Data for the task:
━━━━
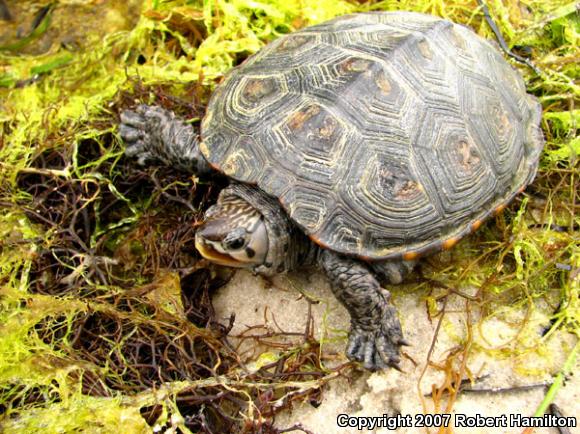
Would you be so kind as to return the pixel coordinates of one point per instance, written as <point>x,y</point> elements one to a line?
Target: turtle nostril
<point>212,230</point>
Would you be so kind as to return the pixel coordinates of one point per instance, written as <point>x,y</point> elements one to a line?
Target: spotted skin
<point>365,143</point>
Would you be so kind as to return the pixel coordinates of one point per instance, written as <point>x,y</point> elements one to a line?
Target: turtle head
<point>233,234</point>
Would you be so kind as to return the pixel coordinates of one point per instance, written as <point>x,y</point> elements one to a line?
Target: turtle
<point>358,145</point>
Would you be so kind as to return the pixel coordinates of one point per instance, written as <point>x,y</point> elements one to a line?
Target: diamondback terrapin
<point>360,145</point>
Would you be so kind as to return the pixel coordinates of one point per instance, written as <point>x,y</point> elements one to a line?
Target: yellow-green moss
<point>63,96</point>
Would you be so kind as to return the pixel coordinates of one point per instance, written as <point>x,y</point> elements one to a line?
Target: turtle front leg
<point>375,335</point>
<point>152,133</point>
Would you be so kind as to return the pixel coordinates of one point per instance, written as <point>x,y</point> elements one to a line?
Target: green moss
<point>59,102</point>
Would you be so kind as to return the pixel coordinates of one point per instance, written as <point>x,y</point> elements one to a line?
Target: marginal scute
<point>383,135</point>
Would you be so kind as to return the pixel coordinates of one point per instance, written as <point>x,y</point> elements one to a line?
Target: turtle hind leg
<point>154,134</point>
<point>375,335</point>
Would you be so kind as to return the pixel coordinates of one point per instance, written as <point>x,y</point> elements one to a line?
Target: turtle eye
<point>235,240</point>
<point>234,244</point>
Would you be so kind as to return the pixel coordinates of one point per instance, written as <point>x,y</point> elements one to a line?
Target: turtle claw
<point>377,348</point>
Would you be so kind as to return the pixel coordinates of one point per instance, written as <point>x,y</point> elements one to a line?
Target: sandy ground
<point>278,303</point>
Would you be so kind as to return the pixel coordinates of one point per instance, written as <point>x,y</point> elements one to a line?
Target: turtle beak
<point>204,238</point>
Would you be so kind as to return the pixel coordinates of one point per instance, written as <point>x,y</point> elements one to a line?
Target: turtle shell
<point>383,135</point>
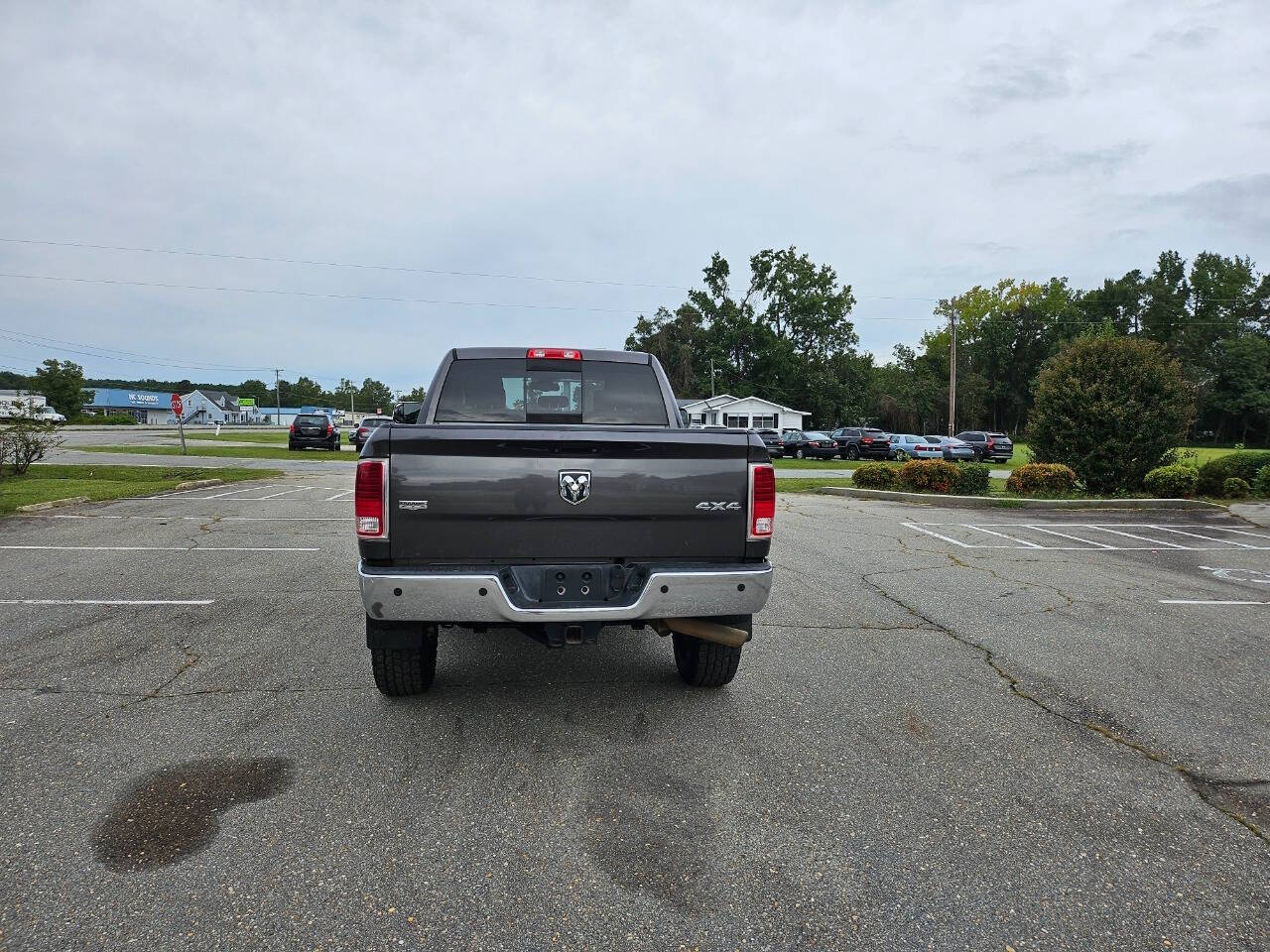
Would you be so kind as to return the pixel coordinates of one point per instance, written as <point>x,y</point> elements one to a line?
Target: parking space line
<point>275,495</point>
<point>248,489</point>
<point>992,532</point>
<point>107,601</point>
<point>915,526</point>
<point>1141,538</point>
<point>1207,602</point>
<point>1064,535</point>
<point>1209,538</point>
<point>163,548</point>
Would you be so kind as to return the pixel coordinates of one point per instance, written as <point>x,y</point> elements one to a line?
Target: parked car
<point>988,444</point>
<point>774,440</point>
<point>910,445</point>
<point>955,449</point>
<point>648,524</point>
<point>317,430</point>
<point>810,444</point>
<point>358,435</point>
<point>856,442</point>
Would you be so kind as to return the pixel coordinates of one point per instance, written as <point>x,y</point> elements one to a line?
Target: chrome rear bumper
<point>457,597</point>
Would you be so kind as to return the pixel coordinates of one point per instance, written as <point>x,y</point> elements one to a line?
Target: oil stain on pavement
<point>172,814</point>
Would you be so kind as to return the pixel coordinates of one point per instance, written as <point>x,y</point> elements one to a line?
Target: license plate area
<point>575,584</point>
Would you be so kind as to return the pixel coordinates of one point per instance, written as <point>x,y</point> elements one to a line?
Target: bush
<point>874,476</point>
<point>1043,480</point>
<point>1261,481</point>
<point>103,420</point>
<point>928,476</point>
<point>1245,465</point>
<point>1234,488</point>
<point>26,442</point>
<point>1171,481</point>
<point>1109,408</point>
<point>971,479</point>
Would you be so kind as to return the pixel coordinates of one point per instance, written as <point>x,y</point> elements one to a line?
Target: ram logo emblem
<point>574,485</point>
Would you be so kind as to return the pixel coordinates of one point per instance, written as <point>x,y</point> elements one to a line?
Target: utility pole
<point>952,370</point>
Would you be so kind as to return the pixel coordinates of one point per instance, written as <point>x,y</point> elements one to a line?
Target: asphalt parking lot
<point>952,729</point>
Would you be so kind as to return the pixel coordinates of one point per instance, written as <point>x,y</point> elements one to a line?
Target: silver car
<point>953,449</point>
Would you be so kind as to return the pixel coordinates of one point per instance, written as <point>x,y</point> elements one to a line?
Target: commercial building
<point>752,412</point>
<point>145,405</point>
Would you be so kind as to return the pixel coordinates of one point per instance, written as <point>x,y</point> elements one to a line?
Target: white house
<point>216,407</point>
<point>726,411</point>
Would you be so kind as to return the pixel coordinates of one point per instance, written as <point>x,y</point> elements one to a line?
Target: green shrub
<point>971,479</point>
<point>103,420</point>
<point>1234,488</point>
<point>1171,481</point>
<point>928,476</point>
<point>1042,480</point>
<point>1109,408</point>
<point>1261,481</point>
<point>1243,465</point>
<point>874,476</point>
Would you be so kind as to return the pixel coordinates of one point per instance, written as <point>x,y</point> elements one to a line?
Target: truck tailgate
<point>458,494</point>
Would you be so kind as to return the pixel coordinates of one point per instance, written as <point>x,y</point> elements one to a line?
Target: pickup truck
<point>558,492</point>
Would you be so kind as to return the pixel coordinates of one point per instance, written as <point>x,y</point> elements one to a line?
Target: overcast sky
<point>916,149</point>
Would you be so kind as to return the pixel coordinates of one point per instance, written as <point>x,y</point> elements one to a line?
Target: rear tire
<point>705,664</point>
<point>409,669</point>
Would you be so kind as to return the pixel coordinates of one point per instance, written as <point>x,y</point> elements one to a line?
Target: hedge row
<point>925,476</point>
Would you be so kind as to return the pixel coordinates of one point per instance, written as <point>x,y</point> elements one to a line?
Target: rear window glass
<point>500,390</point>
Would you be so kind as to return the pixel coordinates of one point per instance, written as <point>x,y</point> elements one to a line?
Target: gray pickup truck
<point>558,492</point>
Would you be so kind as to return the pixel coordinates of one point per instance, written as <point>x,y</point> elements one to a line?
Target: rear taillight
<point>370,499</point>
<point>553,353</point>
<point>762,500</point>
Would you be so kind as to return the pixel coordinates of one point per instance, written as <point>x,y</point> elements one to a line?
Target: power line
<point>37,340</point>
<point>343,264</point>
<point>320,295</point>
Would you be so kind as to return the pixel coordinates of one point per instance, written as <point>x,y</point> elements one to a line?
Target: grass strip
<point>45,483</point>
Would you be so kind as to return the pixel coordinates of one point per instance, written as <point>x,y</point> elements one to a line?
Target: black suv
<point>856,442</point>
<point>988,445</point>
<point>362,431</point>
<point>317,430</point>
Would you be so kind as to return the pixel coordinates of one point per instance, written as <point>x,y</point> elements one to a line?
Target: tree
<point>375,395</point>
<point>63,386</point>
<point>1110,408</point>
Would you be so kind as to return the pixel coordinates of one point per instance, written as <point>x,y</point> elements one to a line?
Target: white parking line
<point>160,548</point>
<point>1075,538</point>
<point>105,602</point>
<point>1206,602</point>
<point>993,532</point>
<point>285,493</point>
<point>1142,538</point>
<point>248,489</point>
<point>1207,538</point>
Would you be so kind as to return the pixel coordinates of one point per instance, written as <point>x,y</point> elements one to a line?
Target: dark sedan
<point>317,430</point>
<point>810,445</point>
<point>365,429</point>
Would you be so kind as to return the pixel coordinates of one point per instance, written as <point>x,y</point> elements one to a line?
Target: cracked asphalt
<point>929,746</point>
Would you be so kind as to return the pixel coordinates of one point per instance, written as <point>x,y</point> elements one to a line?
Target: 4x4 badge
<point>574,485</point>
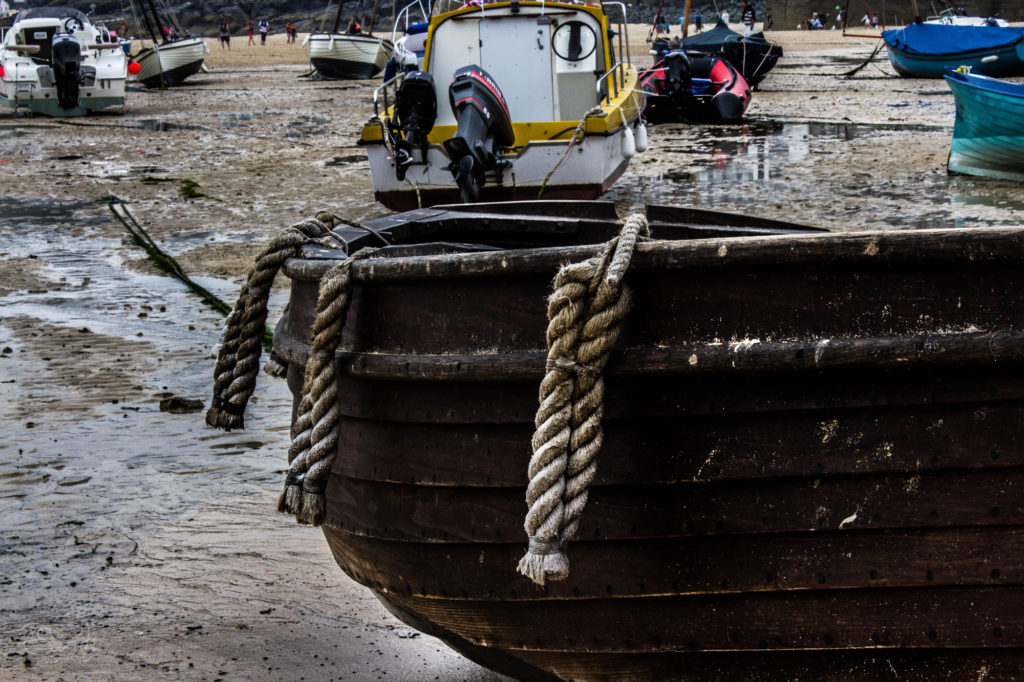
━━━━
What you should do: The response should restate the material above word for word and contain no pictures.

Finished exercise:
Would you be so kind as to return the pixel coordinates of one point per instance, written as <point>x,y</point> elements one to a line?
Target: turtle nostril
<point>212,230</point>
Would you be so kind as to return the pixel coordinates of one point per instance, written as <point>x,y</point> elements one to a line?
Target: spotted skin
<point>365,143</point>
Would you be so kind as to return the pixel coordinates of one point per instance, written as <point>x,y</point> elements one to a line?
Target: turtle head
<point>233,234</point>
Would you be so kind as to return the pixel coordinates of one point per instance, written as <point>x,y</point> elements one to a line?
Target: turtle
<point>358,145</point>
Would you be so kind as to return the pixel coordinates of one point per instance, written as <point>x,y</point> elements one to a line?
Target: diamondback terrapin
<point>360,145</point>
Would you be so kind as to return the pixel coordinates of one point per instance, written as <point>x,y</point> elements one to a line?
Target: yellow-green moss
<point>63,96</point>
Would you be so kind as to return the pixel coordinates of one point per instance, written as <point>x,y</point> elements one to a line?
Target: turtle front leg
<point>375,335</point>
<point>152,133</point>
Would you be so kind as to return the pixel coordinates of one point per instance, written as <point>x,y</point> elements one to a line?
Target: green moss
<point>59,102</point>
Would you be so kind as to return the pixel coordinates of one point per instance, written as <point>x,y</point> elements one to a line?
Target: marginal scute
<point>383,135</point>
Would you be so kind as to return the pixel coordinates of one point per instance, written as <point>x,y</point> elements one to a line?
Target: turtle hind leg
<point>154,134</point>
<point>375,335</point>
Would you be so kind as to return the pixel coordinates of one point per instance, written as <point>x,y</point> elements one to a line?
Target: turtle eye
<point>235,240</point>
<point>234,244</point>
Would you be so kind as to return the pixel coordinates of one point per instance, written as <point>x,y</point> elements one to a line?
Target: turtle claw
<point>377,348</point>
Would you be so kind as to return the pixel coordinates of one point per instance, written as <point>x,y</point> elements one to a line?
Target: sandy ground
<point>278,303</point>
Would you be so kind as to return the pixel coordinates of one point per instance, written as <point>x,y</point> elements one to a line?
Target: turtle beak
<point>204,238</point>
Would you be so kind as to return the pixel coordinates of one point per instance, written as <point>x,y</point> elements one to a line?
Target: turtle shell
<point>383,135</point>
Would you be so kind as to return the pixel coordinates of one point per instance, written as <point>x,y</point> elements one to a line?
Target: parking space line
<point>275,495</point>
<point>248,489</point>
<point>992,532</point>
<point>107,601</point>
<point>915,526</point>
<point>1141,538</point>
<point>1207,602</point>
<point>1064,535</point>
<point>1209,538</point>
<point>163,548</point>
Would you be so kind as to return the pixel coordinates of one point per instance, written as <point>x,y</point> elements one to a line?
Target: parked car
<point>988,444</point>
<point>774,440</point>
<point>910,445</point>
<point>955,449</point>
<point>648,524</point>
<point>317,430</point>
<point>810,444</point>
<point>358,435</point>
<point>856,442</point>
Would you be so kind as to return the pixel coordinates of one point per instance, written as <point>x,y</point> elements one to a line?
Target: chrome rear bumper
<point>457,597</point>
Would you be so kind as to return the pixel coordinates of one point per instance, written as <point>x,y</point> elements one to a line?
Target: oil stain on pavement
<point>172,814</point>
Would you be so kind as to return the pixel coordinates of one point per instance, written as <point>x,y</point> elements one to a line?
Target: license plate area
<point>575,584</point>
Would you be so kind as to return the pixel coordinates of one point per instance, written as <point>x,y</point> elements one to a line?
Target: bush
<point>874,476</point>
<point>1043,480</point>
<point>1261,481</point>
<point>103,420</point>
<point>928,476</point>
<point>1245,465</point>
<point>1234,488</point>
<point>26,442</point>
<point>1171,481</point>
<point>1109,408</point>
<point>971,479</point>
Would you be so kind as to return the pixel coordinates of one point per instance, written as <point>x,y</point> elements one to a line?
Target: ram logo emblem
<point>574,485</point>
Would you be so kind as to return the pixel coordinates of one point per instance, written as <point>x,y</point> elements one to a line?
Target: utility pole
<point>952,370</point>
Would you be so kind as to return the pixel coordinates of one point per instance, written as <point>x,y</point> elements one to a line?
Target: asphalt parking lot
<point>952,729</point>
Would you be so kind as to return the pixel coordinates of one point per instance, written as <point>x,y</point> elements one to a line?
Target: silver car
<point>953,449</point>
Would you be so kind as to return the pixel coordinates of one point per instance, written as <point>x,y</point> elements one to a line?
Target: commercial building
<point>752,412</point>
<point>145,405</point>
Would you be so kind as to return the pixel coordinates of one point per instance, written as <point>x,y</point> elements one to a line?
Target: white house
<point>216,407</point>
<point>726,411</point>
Would you be so kind as to return the pixel coordinates of one point per instance, written as <point>x,y</point> elements one to a line?
Target: green shrub
<point>971,479</point>
<point>103,420</point>
<point>1234,488</point>
<point>1171,481</point>
<point>928,476</point>
<point>1042,480</point>
<point>1109,408</point>
<point>1261,481</point>
<point>1243,465</point>
<point>874,476</point>
Would you be so kind as to return the pixel coordinates of one point per instance, written as <point>x,y</point> elements one to a line?
Target: truck tailgate
<point>458,494</point>
Would you be so kind as to return the pixel coordinates of one point per instance, written as <point>x,y</point> elements one to a line?
Target: pickup truck
<point>558,492</point>
Would you be so kind as to return the pixel coordinates of one point per instance, written as <point>x,y</point> elements one to a line?
Target: overcast sky
<point>916,149</point>
Would you be so kind as to return the pixel coordinates of one point per instance, written as <point>x,y</point> elements one to a line?
Target: rear tire
<point>705,664</point>
<point>409,669</point>
Would you be so kind as to return the pixel coordinates of one point per instance, written as <point>x,y</point> elements one to a line?
Target: hedge row
<point>925,476</point>
Would you be so kind as to return the pixel coordinates of one point per instance, written as <point>x,y</point> elements one to a line?
Target: rear window glass
<point>500,390</point>
Would you be so kind as to return the pixel coordinates of one point per instance, written as <point>x,y</point> elements one to a line?
Target: gray pickup truck
<point>558,492</point>
Would you be so kind as to return the pixel coordinates of one point per instance, written as <point>x,y</point> elements one to a line?
Target: rear taillight
<point>370,499</point>
<point>553,353</point>
<point>762,500</point>
Would you be so kind as to return the pixel coordinates of one point per instance, written as <point>x,y</point> elements one to a line?
Target: power line
<point>37,340</point>
<point>343,264</point>
<point>320,295</point>
Would you be so kind as to return the pixel coordinates of one point per instance, written as <point>x,y</point> elements one to a line?
Target: grass strip
<point>45,483</point>
Would you be so kind as to return the pixel coordinates of one point per instance, written as <point>x,y</point> elements one to a line?
Target: black suv
<point>856,442</point>
<point>988,445</point>
<point>362,431</point>
<point>317,430</point>
Would you be so kind as to return the pixel coordinates of one point per instance, written as <point>x,y</point> elements one to a line?
Target: tree
<point>375,395</point>
<point>63,386</point>
<point>1110,408</point>
Would you be so kind as to return the pixel coordinates of one point per instance, written as <point>x,y</point> elements one to a line?
Target: white parking line
<point>160,548</point>
<point>1075,538</point>
<point>105,602</point>
<point>1206,602</point>
<point>993,532</point>
<point>285,493</point>
<point>1142,538</point>
<point>248,489</point>
<point>1207,538</point>
Would you be so kind as to return the pixel coordinates of one point per instance, written as <point>x,y</point> elements one to a line?
Target: dark sedan
<point>317,430</point>
<point>810,445</point>
<point>365,429</point>
Would you be so kind as to return the pixel coordinates of one point per instance, written as <point>x,y</point> elements one to a line?
Target: cracked asphalt
<point>929,746</point>
Would you be so kind as to return the pixel coordinates of one point per instance, written as <point>x,y</point> elements one to a line?
Target: 4x4 badge
<point>574,485</point>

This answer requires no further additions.